┏━━

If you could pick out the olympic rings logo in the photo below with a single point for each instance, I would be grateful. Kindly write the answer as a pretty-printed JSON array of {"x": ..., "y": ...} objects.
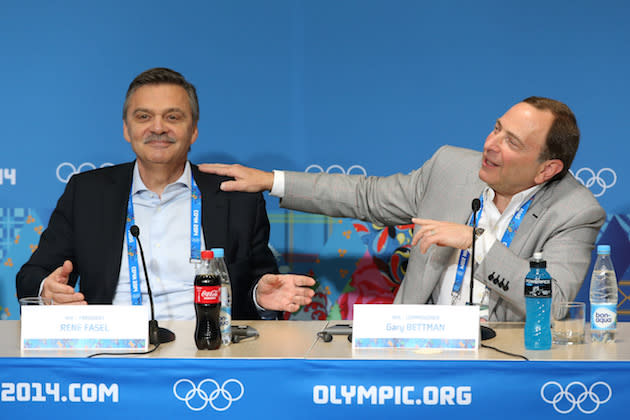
[
  {"x": 337, "y": 169},
  {"x": 604, "y": 178},
  {"x": 574, "y": 399},
  {"x": 207, "y": 396},
  {"x": 67, "y": 169}
]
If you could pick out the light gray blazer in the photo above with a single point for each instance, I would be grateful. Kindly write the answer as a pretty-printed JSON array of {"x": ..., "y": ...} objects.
[{"x": 562, "y": 222}]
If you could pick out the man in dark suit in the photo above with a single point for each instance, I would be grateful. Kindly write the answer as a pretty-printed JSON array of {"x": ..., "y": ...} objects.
[{"x": 88, "y": 230}]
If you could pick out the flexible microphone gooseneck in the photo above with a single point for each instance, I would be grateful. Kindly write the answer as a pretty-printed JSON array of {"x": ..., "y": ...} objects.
[
  {"x": 486, "y": 332},
  {"x": 157, "y": 334}
]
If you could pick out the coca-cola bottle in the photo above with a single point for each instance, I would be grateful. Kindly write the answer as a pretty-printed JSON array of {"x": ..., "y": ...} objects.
[{"x": 207, "y": 303}]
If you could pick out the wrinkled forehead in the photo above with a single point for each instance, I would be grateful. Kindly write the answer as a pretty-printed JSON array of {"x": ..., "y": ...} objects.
[{"x": 528, "y": 123}]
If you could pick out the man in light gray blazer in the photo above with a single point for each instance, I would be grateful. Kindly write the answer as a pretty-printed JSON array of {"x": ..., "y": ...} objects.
[{"x": 529, "y": 204}]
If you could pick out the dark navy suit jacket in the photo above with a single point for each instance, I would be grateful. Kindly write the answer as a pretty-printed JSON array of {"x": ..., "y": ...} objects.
[{"x": 88, "y": 226}]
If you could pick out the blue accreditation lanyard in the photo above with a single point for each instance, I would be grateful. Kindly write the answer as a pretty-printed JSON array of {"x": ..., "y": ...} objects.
[
  {"x": 132, "y": 252},
  {"x": 464, "y": 255}
]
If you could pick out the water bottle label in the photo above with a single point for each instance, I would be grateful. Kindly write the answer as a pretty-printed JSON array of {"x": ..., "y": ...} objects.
[
  {"x": 207, "y": 294},
  {"x": 603, "y": 316},
  {"x": 539, "y": 288}
]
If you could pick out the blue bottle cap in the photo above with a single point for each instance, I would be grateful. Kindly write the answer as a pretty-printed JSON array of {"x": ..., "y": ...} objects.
[
  {"x": 603, "y": 249},
  {"x": 218, "y": 252}
]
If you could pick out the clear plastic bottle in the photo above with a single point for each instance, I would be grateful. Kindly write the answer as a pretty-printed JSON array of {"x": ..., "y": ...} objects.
[
  {"x": 225, "y": 318},
  {"x": 207, "y": 303},
  {"x": 538, "y": 305},
  {"x": 603, "y": 297}
]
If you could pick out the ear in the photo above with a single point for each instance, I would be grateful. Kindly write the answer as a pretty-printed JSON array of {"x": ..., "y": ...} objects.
[
  {"x": 126, "y": 132},
  {"x": 548, "y": 170}
]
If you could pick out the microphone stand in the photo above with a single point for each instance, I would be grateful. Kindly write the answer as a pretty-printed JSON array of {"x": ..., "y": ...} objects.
[
  {"x": 157, "y": 334},
  {"x": 486, "y": 332}
]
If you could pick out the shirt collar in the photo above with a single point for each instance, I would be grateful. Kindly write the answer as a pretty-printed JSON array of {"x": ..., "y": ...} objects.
[
  {"x": 137, "y": 185},
  {"x": 517, "y": 199}
]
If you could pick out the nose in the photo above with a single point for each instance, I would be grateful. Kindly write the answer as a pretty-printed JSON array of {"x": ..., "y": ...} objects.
[
  {"x": 492, "y": 142},
  {"x": 157, "y": 125}
]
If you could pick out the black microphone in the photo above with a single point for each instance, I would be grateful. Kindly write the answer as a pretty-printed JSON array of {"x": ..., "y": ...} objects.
[
  {"x": 486, "y": 332},
  {"x": 157, "y": 334}
]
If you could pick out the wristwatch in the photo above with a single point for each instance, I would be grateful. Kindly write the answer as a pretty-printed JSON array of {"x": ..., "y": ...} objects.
[{"x": 479, "y": 232}]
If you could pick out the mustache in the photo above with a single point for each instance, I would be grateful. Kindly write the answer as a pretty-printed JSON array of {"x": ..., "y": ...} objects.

┗━━

* [STATED TASK] Reproduce the entries exactly. Do not carry over any picture.

* [SOLUTION TO THE PROBLEM]
If you could pick out the olympic rings logo in the photo below with a single point for each instance, I would be grateful. Kindly write the answer as a pretty-printed JSON array of {"x": ..., "y": ...} objects.
[
  {"x": 337, "y": 169},
  {"x": 604, "y": 178},
  {"x": 574, "y": 399},
  {"x": 207, "y": 396},
  {"x": 67, "y": 169}
]
If you could pick out the light gray blazer in the photo above with a single point for each instance, I would be grateful. Kindly write the answer as a pretty-printed JSON array of {"x": ..., "y": ...} objects.
[{"x": 562, "y": 222}]
If you could pick out the man in dark suit in the photo above with a single point for each instance, I would be grateful. Kindly write the answer as a pretty-printed JSON array of {"x": ..., "y": ...} objects.
[{"x": 88, "y": 230}]
If you could pick out the flexible microphone gooseneck in the photo above with a single point for each instance, I would be grateful. Kindly write the answer as a pretty-printed JSON array of {"x": ..., "y": ...} objects.
[
  {"x": 486, "y": 332},
  {"x": 157, "y": 334}
]
If you could pick out the coca-cola bottle in the photo above with a single point for each instance, I would be grateful. Kindly write the answer as a pretty-printed JSON array of {"x": ..., "y": ...} objects.
[{"x": 207, "y": 303}]
If you could pick out the wrinkled forehead in the photo above with a single point for each instance, I would be grateful. Kindly write the answer as a pretty-printed JSON array of {"x": ..., "y": ...} objects.
[{"x": 528, "y": 123}]
If you could pick out the man in light gray blazer in the photo above with a single point for each instance, I would be grateful. Kindly write the answer as a pretty-printed JSON array of {"x": ..., "y": ...} objects.
[{"x": 529, "y": 204}]
If you could pick out the dark navy suit jacket in the photo above with a single point for each instance, I would be grateful. Kindly write the answer as a pretty-printed JSON array of {"x": ..., "y": ...} objects.
[{"x": 88, "y": 226}]
If you could pick out the blue accreditation lanyard in the photo above with a single point for each instance, I would be grateful. Kindly write the answer as a pretty-printed JSON array of {"x": ..., "y": ...} objects.
[
  {"x": 132, "y": 252},
  {"x": 464, "y": 255}
]
If you could pick out the water bottle label in the photo above with a single point for each instance, I would be grateful. Kindly write the answer as a pretty-printed JSON array of {"x": ..., "y": ...} objects.
[
  {"x": 207, "y": 294},
  {"x": 603, "y": 316},
  {"x": 539, "y": 288}
]
If you could pick out the blue bottle cap in the photo above with a single point for each instance, I would be grateful. Kindly write the answer as a pretty-printed JSON array of {"x": ..., "y": ...} objects.
[
  {"x": 603, "y": 249},
  {"x": 218, "y": 252}
]
If you could pick out the clear plastic bottle in the photo above with a single point for each instance, I would be grateful. Kindly write the answer as a pretty-printed JSON array of {"x": ..., "y": ...} objects.
[
  {"x": 225, "y": 318},
  {"x": 207, "y": 303},
  {"x": 538, "y": 305},
  {"x": 603, "y": 297}
]
If you could pick out the ear in the photo above with a single point for each instance, I would be grateful. Kindly write the answer as a pretty-printed JSON array of {"x": ..., "y": ...} objects.
[
  {"x": 126, "y": 132},
  {"x": 548, "y": 170}
]
If you could pick out the microphone stand in the photo above with a single point for each instance, I would be grateful. Kindly write the answer as a pretty-printed JSON array of {"x": ..., "y": ...} objects.
[
  {"x": 157, "y": 334},
  {"x": 486, "y": 332}
]
If you could pick out the shirt collar in the photo above with a single point for each instance, I would be grateful. Kindly write the answer as a pretty-printed JSON array of {"x": ..., "y": ...} objects.
[
  {"x": 137, "y": 185},
  {"x": 517, "y": 199}
]
If you could pick out the nose in the photo above with a single point for each instance, I would be grateful. Kindly write the answer as a pretty-printed JSON array of {"x": ..., "y": ...} objects.
[
  {"x": 492, "y": 142},
  {"x": 157, "y": 125}
]
If you could pick out the black microphone in the photo above with a single point for each instance, I would be grateful. Kindly write the answer as a pretty-printed JSON array of {"x": ..., "y": ...} objects.
[
  {"x": 486, "y": 332},
  {"x": 157, "y": 334}
]
If you could pick out the wristwatch in the photo above with a single point for each instance, I would be grateful. Kindly write the answer as a pretty-printed JSON array of {"x": ..., "y": ...} objects.
[{"x": 479, "y": 232}]
If you could pick out the mustache in the photo above with a single point for each instance, I would be grateful. Kindly write the answer as a pretty-printed JSON array of {"x": ..., "y": ...} objects.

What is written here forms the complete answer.